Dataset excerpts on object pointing
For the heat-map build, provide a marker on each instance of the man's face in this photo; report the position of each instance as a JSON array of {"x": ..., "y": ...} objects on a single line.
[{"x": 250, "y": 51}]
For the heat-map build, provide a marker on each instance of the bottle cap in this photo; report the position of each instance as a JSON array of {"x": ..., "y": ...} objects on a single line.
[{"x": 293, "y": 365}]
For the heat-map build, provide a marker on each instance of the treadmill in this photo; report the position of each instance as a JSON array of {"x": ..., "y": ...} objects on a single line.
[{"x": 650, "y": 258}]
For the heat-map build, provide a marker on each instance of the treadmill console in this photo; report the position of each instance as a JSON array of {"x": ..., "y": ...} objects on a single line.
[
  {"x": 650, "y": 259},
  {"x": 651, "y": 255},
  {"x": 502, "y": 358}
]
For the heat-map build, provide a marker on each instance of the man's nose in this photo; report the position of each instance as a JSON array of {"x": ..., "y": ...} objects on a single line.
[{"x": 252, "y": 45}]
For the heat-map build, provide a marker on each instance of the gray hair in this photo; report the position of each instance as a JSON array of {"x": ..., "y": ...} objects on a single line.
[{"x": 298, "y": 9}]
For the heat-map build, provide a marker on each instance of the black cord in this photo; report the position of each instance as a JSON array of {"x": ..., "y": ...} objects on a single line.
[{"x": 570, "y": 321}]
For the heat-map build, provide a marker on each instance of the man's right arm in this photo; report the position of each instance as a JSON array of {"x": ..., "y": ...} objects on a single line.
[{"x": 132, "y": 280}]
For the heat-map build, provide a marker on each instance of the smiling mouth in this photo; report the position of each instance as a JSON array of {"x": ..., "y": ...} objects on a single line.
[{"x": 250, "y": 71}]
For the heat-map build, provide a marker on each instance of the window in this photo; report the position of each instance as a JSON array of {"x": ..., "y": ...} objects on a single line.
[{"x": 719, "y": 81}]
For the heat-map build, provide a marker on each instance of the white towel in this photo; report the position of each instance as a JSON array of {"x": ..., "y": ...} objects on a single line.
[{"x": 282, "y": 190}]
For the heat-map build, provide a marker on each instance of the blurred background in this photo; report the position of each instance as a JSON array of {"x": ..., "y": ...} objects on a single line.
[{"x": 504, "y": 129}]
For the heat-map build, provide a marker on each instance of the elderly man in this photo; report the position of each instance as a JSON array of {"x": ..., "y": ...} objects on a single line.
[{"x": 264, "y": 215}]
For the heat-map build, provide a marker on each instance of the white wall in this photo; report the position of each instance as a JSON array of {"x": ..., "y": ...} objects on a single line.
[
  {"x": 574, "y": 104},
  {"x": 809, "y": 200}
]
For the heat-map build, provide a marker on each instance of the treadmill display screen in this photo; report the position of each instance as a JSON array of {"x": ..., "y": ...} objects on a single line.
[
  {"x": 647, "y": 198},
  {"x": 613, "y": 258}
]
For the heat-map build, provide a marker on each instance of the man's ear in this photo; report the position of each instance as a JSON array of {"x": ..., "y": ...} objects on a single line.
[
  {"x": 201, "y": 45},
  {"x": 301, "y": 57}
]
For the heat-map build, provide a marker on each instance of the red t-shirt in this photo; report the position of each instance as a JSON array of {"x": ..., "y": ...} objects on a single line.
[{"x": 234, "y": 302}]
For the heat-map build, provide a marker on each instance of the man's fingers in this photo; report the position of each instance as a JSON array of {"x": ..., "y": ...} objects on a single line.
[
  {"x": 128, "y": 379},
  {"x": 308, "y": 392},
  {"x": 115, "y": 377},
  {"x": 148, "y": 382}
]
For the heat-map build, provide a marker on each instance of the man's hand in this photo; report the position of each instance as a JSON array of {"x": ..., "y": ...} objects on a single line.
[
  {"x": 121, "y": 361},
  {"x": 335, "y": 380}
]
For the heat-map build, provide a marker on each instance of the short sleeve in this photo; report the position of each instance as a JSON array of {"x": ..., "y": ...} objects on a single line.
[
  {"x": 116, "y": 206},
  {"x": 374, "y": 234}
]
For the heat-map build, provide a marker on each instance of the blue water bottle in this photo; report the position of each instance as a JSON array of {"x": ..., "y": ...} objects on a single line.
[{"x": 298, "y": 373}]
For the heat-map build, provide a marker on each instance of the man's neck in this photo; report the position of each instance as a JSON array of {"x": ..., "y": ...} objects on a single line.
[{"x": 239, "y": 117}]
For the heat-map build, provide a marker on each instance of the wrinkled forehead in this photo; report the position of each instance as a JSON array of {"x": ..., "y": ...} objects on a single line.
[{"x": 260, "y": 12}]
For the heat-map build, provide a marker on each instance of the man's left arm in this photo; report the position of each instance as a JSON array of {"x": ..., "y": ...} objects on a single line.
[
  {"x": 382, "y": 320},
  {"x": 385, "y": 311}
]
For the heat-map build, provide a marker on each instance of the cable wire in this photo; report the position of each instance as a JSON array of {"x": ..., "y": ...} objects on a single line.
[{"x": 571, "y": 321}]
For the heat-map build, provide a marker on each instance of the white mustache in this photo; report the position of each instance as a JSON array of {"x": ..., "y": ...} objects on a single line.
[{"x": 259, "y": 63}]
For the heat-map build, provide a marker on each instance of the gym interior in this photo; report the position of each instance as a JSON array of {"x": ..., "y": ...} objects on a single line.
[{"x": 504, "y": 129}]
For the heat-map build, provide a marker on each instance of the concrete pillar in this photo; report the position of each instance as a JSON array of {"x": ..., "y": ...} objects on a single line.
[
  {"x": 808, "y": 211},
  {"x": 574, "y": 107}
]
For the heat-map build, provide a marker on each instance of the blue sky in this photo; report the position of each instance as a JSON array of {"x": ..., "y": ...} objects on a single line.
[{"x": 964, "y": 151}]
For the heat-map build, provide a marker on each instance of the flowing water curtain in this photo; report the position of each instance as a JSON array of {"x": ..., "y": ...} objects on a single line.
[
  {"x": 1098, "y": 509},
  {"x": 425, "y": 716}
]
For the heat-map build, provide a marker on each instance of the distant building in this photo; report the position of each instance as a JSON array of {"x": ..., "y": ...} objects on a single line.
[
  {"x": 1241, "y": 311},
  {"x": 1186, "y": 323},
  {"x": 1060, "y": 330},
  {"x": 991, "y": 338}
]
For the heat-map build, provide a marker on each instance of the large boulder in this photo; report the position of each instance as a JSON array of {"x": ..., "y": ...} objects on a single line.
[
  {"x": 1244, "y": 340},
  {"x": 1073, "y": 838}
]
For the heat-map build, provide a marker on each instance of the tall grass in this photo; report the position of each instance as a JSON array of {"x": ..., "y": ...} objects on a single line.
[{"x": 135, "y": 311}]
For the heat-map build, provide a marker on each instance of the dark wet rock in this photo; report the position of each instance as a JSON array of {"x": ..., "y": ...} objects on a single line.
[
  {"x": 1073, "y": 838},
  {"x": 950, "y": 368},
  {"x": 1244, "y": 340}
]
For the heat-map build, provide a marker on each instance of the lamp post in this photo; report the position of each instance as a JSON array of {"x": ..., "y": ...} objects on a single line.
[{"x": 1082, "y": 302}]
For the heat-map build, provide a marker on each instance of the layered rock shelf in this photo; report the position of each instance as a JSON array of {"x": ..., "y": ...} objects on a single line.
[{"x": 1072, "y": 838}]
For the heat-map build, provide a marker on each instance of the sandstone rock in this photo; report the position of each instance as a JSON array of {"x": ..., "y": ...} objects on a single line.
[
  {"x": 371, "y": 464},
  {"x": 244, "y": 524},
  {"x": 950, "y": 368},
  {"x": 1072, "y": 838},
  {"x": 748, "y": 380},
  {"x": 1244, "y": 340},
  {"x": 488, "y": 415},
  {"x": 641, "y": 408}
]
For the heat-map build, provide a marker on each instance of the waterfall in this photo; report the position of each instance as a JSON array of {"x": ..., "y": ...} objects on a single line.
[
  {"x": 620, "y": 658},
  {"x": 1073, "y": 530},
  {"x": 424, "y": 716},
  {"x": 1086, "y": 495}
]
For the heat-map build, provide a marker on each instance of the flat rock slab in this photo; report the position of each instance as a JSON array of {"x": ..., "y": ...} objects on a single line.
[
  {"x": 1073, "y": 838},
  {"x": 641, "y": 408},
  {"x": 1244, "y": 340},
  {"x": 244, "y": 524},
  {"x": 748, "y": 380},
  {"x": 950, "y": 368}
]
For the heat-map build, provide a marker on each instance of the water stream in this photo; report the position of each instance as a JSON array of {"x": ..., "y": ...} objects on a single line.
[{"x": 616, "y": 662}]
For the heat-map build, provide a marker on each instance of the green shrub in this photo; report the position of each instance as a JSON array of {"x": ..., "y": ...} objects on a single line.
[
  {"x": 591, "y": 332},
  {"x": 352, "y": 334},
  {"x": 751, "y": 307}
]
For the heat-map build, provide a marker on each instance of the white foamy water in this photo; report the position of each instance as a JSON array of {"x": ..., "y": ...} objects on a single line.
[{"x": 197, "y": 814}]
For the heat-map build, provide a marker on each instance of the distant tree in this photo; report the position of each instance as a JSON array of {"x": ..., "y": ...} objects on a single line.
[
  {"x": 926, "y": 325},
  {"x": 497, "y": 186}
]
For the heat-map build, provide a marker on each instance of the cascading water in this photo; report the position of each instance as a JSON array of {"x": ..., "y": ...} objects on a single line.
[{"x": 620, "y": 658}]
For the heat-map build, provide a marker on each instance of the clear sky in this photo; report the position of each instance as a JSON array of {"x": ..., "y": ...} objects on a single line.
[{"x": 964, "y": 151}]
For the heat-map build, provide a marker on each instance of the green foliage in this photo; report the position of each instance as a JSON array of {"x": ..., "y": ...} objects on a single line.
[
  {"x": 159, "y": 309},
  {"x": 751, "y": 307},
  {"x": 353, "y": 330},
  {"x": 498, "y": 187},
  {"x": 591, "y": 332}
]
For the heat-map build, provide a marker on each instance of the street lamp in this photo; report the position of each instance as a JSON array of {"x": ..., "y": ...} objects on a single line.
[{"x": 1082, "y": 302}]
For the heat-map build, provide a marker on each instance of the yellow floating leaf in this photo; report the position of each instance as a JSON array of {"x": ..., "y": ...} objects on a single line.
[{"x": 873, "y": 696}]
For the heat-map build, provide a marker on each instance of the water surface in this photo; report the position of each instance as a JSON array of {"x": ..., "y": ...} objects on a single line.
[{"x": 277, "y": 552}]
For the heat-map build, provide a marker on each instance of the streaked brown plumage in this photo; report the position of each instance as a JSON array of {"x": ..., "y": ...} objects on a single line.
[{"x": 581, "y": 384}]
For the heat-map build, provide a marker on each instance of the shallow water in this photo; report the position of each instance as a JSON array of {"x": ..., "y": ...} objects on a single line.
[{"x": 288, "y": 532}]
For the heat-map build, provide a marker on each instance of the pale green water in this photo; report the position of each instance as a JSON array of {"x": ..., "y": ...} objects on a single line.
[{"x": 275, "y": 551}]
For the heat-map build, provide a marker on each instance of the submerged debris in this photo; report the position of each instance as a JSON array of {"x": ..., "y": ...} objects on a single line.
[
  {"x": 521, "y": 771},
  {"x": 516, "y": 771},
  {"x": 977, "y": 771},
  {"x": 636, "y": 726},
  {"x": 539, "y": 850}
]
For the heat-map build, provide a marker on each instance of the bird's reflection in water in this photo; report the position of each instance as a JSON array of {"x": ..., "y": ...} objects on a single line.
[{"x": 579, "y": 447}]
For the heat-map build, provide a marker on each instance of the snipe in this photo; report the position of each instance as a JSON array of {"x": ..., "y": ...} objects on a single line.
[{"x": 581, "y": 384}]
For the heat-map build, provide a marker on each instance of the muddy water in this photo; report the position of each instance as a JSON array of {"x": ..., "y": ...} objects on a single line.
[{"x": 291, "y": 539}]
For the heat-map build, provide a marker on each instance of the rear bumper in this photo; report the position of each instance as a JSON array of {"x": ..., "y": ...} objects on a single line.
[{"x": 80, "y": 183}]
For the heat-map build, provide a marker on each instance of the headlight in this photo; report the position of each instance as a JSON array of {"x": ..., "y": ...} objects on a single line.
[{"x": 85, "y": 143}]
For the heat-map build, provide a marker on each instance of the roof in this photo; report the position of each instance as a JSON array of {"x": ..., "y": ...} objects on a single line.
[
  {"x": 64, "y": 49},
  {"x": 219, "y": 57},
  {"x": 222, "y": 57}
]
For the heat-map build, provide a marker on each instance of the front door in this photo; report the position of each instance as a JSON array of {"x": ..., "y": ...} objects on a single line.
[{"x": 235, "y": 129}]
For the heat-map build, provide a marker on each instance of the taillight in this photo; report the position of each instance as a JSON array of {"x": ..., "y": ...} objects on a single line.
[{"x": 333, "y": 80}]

- _AIM OF THE EXERCISE_
Rescale the data above from the line containing "of the submerged" through the end of the data, both ends included, and reproduce every line with the requests left unchanged. Multiply each x and y coordinate in the answers by 1.05 and round it to a whole number, with halves rounded up.

- _WRITTEN ANSWER_
For the heat-map build, provide a marker on each instance of the submerged debris in this photo; report the position of each instance as a JSON array of {"x": ..., "y": ...} objects on a single line.
[
  {"x": 547, "y": 810},
  {"x": 542, "y": 810},
  {"x": 1026, "y": 810},
  {"x": 668, "y": 762},
  {"x": 566, "y": 893}
]
For the heat-map build, provide a marker on each instance of the bird's reflection in water in this photo; report the position of each instance as a JSON array of {"x": ..., "y": ...} objects on a single line.
[{"x": 608, "y": 469}]
For the heat-map build, provide a marker on each instance of the snipe in this photo; report the position of each instance as a JSON array of {"x": ..., "y": ...} objects on a single line.
[{"x": 610, "y": 403}]
For the heat-map build, provide a marker on each instance of the muddy water in this photo; report the position of each instance as a JSON array of {"x": ..., "y": ...} objects on a single line.
[{"x": 306, "y": 566}]
For the heat-map build, provide a marker on each instance of the rear bumper in this photo; report the position of each instance as a JSON array of {"x": ..., "y": ...} objects on a single line.
[{"x": 84, "y": 192}]
For the heat-map build, provide a marker on each instance of the headlight in this photo; report the position of each instance as a JSON array of {"x": ..., "y": ...} objects on a single line.
[{"x": 89, "y": 150}]
For the heat-map build, provide a marker on each instance of the roof in this photo; report the position of each instance as a JSON array of {"x": ..., "y": ...} objects on a single line.
[
  {"x": 67, "y": 51},
  {"x": 230, "y": 60},
  {"x": 233, "y": 60}
]
For the heat-map build, provide a marker on each instance of the front door in this photo; report the position of each instance as a JSON array of {"x": ..., "y": ...} objects on a single line.
[{"x": 247, "y": 135}]
For the heat-map build, provide a marker on each instance of the taillight in this photo; report the position of each instance as a JSON array of {"x": ..., "y": ...} objects on a single line.
[{"x": 350, "y": 84}]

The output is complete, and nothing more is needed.